SHORT TASK
Copy every one of the items below word for word, without changing or dropping anything.

Coordinate annotation entries
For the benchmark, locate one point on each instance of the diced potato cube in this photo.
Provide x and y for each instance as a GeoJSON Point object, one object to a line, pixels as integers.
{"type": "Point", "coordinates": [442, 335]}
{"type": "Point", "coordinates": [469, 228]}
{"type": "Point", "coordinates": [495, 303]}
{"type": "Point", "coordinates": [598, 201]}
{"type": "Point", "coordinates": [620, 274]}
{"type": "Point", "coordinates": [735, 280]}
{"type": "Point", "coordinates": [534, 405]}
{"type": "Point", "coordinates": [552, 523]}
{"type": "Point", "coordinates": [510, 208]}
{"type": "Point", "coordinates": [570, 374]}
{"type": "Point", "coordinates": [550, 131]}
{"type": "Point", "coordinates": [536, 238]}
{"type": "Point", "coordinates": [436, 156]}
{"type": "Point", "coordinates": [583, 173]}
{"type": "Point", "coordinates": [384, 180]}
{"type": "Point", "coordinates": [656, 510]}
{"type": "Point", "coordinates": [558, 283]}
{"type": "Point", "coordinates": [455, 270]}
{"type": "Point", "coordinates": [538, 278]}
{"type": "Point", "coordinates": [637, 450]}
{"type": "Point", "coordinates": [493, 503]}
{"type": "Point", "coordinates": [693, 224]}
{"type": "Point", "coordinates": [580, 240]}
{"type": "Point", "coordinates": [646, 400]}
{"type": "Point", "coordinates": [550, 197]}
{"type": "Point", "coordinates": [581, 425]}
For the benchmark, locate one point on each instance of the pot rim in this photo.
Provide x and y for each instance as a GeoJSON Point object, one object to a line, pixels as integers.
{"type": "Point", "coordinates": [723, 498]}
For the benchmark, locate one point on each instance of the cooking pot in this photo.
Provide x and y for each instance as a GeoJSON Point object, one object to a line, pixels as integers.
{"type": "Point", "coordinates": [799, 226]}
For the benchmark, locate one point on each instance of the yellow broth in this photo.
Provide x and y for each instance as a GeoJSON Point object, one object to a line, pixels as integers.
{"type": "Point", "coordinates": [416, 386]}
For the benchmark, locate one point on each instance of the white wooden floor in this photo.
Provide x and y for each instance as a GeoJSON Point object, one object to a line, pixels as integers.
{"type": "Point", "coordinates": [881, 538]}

WRITTEN ANSWER
For the benchmark, locate one point on each instance of the diced potato cube in this photo.
Provide x and y for each instance as a GeoJSON Point object, one object to a line, pixels as integers.
{"type": "Point", "coordinates": [442, 335]}
{"type": "Point", "coordinates": [469, 228]}
{"type": "Point", "coordinates": [495, 303]}
{"type": "Point", "coordinates": [598, 201]}
{"type": "Point", "coordinates": [620, 274]}
{"type": "Point", "coordinates": [735, 280]}
{"type": "Point", "coordinates": [534, 405]}
{"type": "Point", "coordinates": [552, 523]}
{"type": "Point", "coordinates": [510, 208]}
{"type": "Point", "coordinates": [570, 374]}
{"type": "Point", "coordinates": [550, 131]}
{"type": "Point", "coordinates": [536, 238]}
{"type": "Point", "coordinates": [436, 156]}
{"type": "Point", "coordinates": [583, 173]}
{"type": "Point", "coordinates": [384, 180]}
{"type": "Point", "coordinates": [656, 510]}
{"type": "Point", "coordinates": [558, 283]}
{"type": "Point", "coordinates": [455, 270]}
{"type": "Point", "coordinates": [538, 278]}
{"type": "Point", "coordinates": [637, 450]}
{"type": "Point", "coordinates": [493, 503]}
{"type": "Point", "coordinates": [693, 224]}
{"type": "Point", "coordinates": [580, 240]}
{"type": "Point", "coordinates": [646, 400]}
{"type": "Point", "coordinates": [550, 197]}
{"type": "Point", "coordinates": [581, 425]}
For the benchmark, locate one point on each instance of the pot rim in this photo.
Provide x and y for each instance as a GeoJSON Point object, one object to a line, pixels as integers.
{"type": "Point", "coordinates": [723, 498]}
For the benchmark, locate one point on each instance of the cooking pot in this photo.
Provide x and y for each instance as a GeoJSON Point object, one object to a line, pixels as integers.
{"type": "Point", "coordinates": [799, 226]}
For the benchmark, locate one point on each instance of the yellow broth in this photo.
Provide x and y for each instance as a GeoJSON Point object, one object to a line, pixels as integers.
{"type": "Point", "coordinates": [416, 386]}
For the benchmark, locate one point on each instance of the white wooden floor in this photo.
Provide x and y for each instance as a GeoJSON Point object, one object to a line, pixels as integers.
{"type": "Point", "coordinates": [881, 538]}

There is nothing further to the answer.